┌──

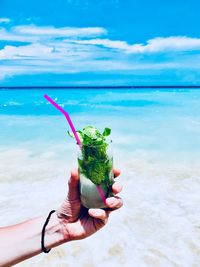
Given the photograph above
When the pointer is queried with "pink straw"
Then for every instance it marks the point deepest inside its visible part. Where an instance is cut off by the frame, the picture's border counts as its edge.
(66, 116)
(99, 189)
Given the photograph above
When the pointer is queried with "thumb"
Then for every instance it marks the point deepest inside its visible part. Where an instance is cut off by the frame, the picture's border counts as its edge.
(73, 185)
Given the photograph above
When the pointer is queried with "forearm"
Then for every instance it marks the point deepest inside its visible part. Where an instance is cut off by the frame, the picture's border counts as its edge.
(23, 241)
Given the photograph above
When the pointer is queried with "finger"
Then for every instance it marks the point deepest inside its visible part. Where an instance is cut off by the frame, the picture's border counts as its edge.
(114, 202)
(116, 172)
(116, 188)
(73, 185)
(98, 214)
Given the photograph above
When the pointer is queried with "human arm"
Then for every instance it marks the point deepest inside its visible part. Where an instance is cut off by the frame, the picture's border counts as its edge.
(70, 222)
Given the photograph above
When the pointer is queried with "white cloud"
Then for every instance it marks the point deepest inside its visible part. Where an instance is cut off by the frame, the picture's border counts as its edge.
(71, 50)
(159, 44)
(4, 20)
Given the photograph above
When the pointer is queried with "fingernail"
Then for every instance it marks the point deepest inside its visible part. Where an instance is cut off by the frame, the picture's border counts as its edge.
(110, 201)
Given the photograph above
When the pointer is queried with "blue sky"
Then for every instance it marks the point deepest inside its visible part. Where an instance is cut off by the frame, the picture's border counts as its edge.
(99, 42)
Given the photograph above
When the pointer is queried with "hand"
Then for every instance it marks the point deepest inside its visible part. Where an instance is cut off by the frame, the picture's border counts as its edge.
(79, 222)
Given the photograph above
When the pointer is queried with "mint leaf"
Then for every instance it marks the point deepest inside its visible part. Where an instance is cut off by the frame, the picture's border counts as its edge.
(94, 162)
(106, 132)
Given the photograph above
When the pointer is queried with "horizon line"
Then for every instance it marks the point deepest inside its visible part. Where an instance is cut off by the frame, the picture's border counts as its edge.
(102, 87)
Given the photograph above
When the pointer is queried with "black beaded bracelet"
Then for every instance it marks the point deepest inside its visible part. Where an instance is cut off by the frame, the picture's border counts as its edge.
(44, 249)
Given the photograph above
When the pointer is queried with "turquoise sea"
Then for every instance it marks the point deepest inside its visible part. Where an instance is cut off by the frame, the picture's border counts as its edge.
(156, 138)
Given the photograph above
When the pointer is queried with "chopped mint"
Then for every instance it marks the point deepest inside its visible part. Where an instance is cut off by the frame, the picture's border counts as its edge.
(95, 164)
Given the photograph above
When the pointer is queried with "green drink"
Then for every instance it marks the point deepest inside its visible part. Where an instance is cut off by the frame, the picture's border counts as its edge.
(95, 163)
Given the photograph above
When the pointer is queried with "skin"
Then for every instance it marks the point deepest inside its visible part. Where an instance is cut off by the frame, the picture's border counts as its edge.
(70, 222)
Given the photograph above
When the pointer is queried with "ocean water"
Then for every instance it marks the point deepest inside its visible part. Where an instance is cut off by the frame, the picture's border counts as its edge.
(156, 137)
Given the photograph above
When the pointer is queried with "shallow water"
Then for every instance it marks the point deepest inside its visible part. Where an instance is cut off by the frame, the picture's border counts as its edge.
(156, 136)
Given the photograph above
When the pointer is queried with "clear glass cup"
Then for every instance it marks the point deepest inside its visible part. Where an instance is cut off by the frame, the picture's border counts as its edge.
(95, 164)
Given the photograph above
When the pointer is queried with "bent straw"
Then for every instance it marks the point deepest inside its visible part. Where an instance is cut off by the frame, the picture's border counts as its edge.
(66, 116)
(99, 189)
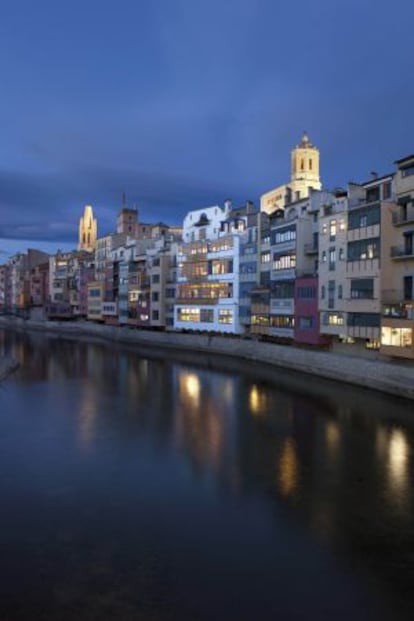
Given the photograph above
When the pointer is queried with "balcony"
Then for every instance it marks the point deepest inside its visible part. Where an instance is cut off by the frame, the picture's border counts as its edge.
(396, 296)
(402, 252)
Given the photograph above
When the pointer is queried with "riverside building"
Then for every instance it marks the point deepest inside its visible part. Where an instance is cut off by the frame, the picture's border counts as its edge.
(208, 271)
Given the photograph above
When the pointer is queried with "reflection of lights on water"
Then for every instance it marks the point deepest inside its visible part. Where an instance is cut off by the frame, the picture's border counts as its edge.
(398, 467)
(257, 400)
(190, 387)
(227, 391)
(398, 457)
(288, 468)
(87, 416)
(332, 437)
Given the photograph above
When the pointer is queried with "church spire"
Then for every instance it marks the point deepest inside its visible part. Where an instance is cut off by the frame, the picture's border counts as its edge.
(87, 230)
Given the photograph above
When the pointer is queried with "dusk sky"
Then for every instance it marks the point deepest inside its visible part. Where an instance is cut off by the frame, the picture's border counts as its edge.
(183, 103)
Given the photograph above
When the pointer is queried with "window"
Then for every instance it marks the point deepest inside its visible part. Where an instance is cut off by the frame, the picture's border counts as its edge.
(386, 190)
(282, 321)
(306, 293)
(407, 171)
(396, 337)
(225, 315)
(188, 314)
(283, 290)
(222, 266)
(367, 216)
(373, 194)
(306, 323)
(332, 319)
(207, 315)
(362, 288)
(284, 262)
(364, 249)
(364, 320)
(284, 235)
(332, 230)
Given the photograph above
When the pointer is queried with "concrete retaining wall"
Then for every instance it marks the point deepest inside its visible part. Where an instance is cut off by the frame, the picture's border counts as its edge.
(395, 378)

└──

• What the task requires:
Transcribe the records above verbatim. Do not carry over any picture.

• Response to this exercise:
Given the photograph above
When the pointer is queried with "pink straw"
Then for every instance it marks the point deepest inside its visible part. Where an instance is cut off by the frame, the picture's border counts as its edge.
(66, 116)
(99, 189)
Given the photograph above
When the pointer is queried with "thumb"
Then for every instance it marks the point deepest inside its visible part. Where an instance is cut off by the frame, the picture's border counts as its edge.
(73, 185)
Given the photograph above
When the pointer is queried with "forearm"
Then for every instance it marks the point deepest inside its visible part. Where an instance is cut off by the frame, the picture's border counts as its edge.
(23, 241)
Given the photograph above
When the pointer is queried with "finger"
Then for every instance it marks the point deepest inside its visible part. Where an instance is cut off by the frame, the picture's border counts as its edge.
(114, 202)
(116, 172)
(116, 188)
(73, 185)
(98, 214)
Given the photograph above
When the pointer is queried with "human arm"
Then for every instance it marks the point deepest inside its visible part. Where an instance is cut off by the frame, the picture's border counts as its edge.
(70, 222)
Given the photograph above
When the pointer is queried with "white cloud"
Then for every instance it marks the point deepest inside its visible part. Where an instance is cut off by the frame, the picture's border counts as its edge.
(71, 50)
(159, 44)
(4, 20)
Given the photograph above
When the pointer is queried with "fingernail"
Then for every instance it marks the point deepest inside its visible part. Where an instance is cut off by the frame, the picture's border counts as its edge.
(110, 201)
Given the photograph above
When the pointer is queried with "blue sky"
Then for every instance it marks the point deepest inside its visible part. Where an instance is cut off by the frame, the picture's border counts as its edge.
(99, 42)
Given the photograph above
When the pointer is queried with "hand"
Then for every instance it marks the point deepest inside its visible part. Where an instance is cut off by the frame, the picture's border counts as its edge.
(79, 222)
Given the photograph above
When the pointer is queried with "mint leaf"
Then for every instance it marks the point deepest inside its visible part. Where an instance is cut off by the frame, the picture's border counts as its edge.
(94, 162)
(106, 132)
Given the photograph above
When the pointer is queried with "horizon line"
Then for every instance it marks the point deepest inside its visible part. Where an instance is cut off by the frame, the picture's border counts as its edge.
(102, 87)
Given the photograph above
When the pointer is queried with "black beaded bracelet"
Then for every instance it marks the point deepest inside its visible part. Where an instance is cut off by the frame, the picture's border counts as its edge.
(44, 249)
Given the photograph above
When the pointer is queried with "turquoise sea"
Then for every instance it marks the point deepest inside its visible part. Where an instance is cut off by the frame, the picture's border counts as its edge.
(156, 138)
Given the photograph above
When the pointer is queried with "chopped mint"
Then for every instance it marks the point deepest inside its visible part. Where an instance is cut off by the frame, the picture's border counts as its edge.
(95, 164)
Given the photograph above
When the pointer is queried with "green drink"
Then for every instance it marks the point deepest inside its visible part. Where an instance is cut off by the frame, the picture's border counts as its edge.
(95, 163)
Given the photograph above
When the pointer is queried with "skin"
Then for every instance it marks the point deepest inside its visible part. Where an instance is cut off by the frame, the picture's border counts as its edge.
(70, 222)
Given the photograph above
When the pointer is queried with "ocean water"
Then for every instance it marks the point deepest inside its visible part. Where an instance is cut off by the frame, the picture's border counts as its edge.
(156, 137)
Given the photograph above
When the pointer is queried with "shallow water"
Then for every instance it marks the point deepest inside its visible part. Where an instance is cut off by the frame, the picture's border counts as its edge.
(156, 136)
Given the photograph above
When the pointer is queried with "clear glass cup"
Then for every instance it marks the point deepest inside its visible part. Where an instance is cut off by the frame, the picture's border counts as its edge.
(95, 164)
Given the photograph above
When the pointer is queried with "bent straw"
Then for every instance it marks the point deepest inside its visible part. Where an instance is cut off by the frame, the picture's border counts as its edge.
(66, 116)
(99, 189)
Given the photograph above
When the pointer is queried with "balcony"
Then for every instance it marks the point deepest inside its visible part. Where an instance is cut off by the frame, the picture's border counts as its edge.
(396, 296)
(402, 252)
Given the photograph above
When the pointer is queried with "riverside building"
Then for every instance it marks the point deepest inside its visible part. Where an instance is cut off by the frame, the picture's border counts as its edge.
(208, 271)
Given the photograph above
When the pointer is queried with "reflection of lights on water"
Then for every instance it marks the point deepest inside its visible part. Where an instance is cut off by the frame, the picture's border counts as its edge.
(398, 467)
(257, 400)
(190, 387)
(227, 391)
(398, 457)
(288, 468)
(87, 416)
(332, 437)
Given the photograph above
When the pointer is queried with "church spire"
Then for every instance it marks the point deepest inside its visible part. Where an instance is cut off by the frame, the picture's border counts as its edge.
(87, 230)
Given the photograph above
When the pointer is queried with "dusk sky"
Then for every instance it marks the point deepest inside its visible part. Where an instance is cut off by the frame, the picture's border counts as its edge.
(183, 103)
Given the photograph above
When the pointer is queried with "window"
Then for every instance it marks the point deepest inside its visible part. Where an instance is cut off by the frame, the picture's border counts as its edge.
(386, 190)
(282, 321)
(306, 293)
(407, 171)
(396, 337)
(225, 315)
(188, 314)
(283, 290)
(222, 266)
(367, 216)
(373, 194)
(306, 323)
(332, 319)
(207, 315)
(362, 288)
(284, 262)
(364, 249)
(364, 320)
(284, 235)
(332, 230)
Given the photograph above
When the pointer is queried with "concrete retaining wall"
Then for every instance it marks the point deepest inside its visible part. Where an instance is cut off by the frame, the picture's border counts as its edge.
(395, 378)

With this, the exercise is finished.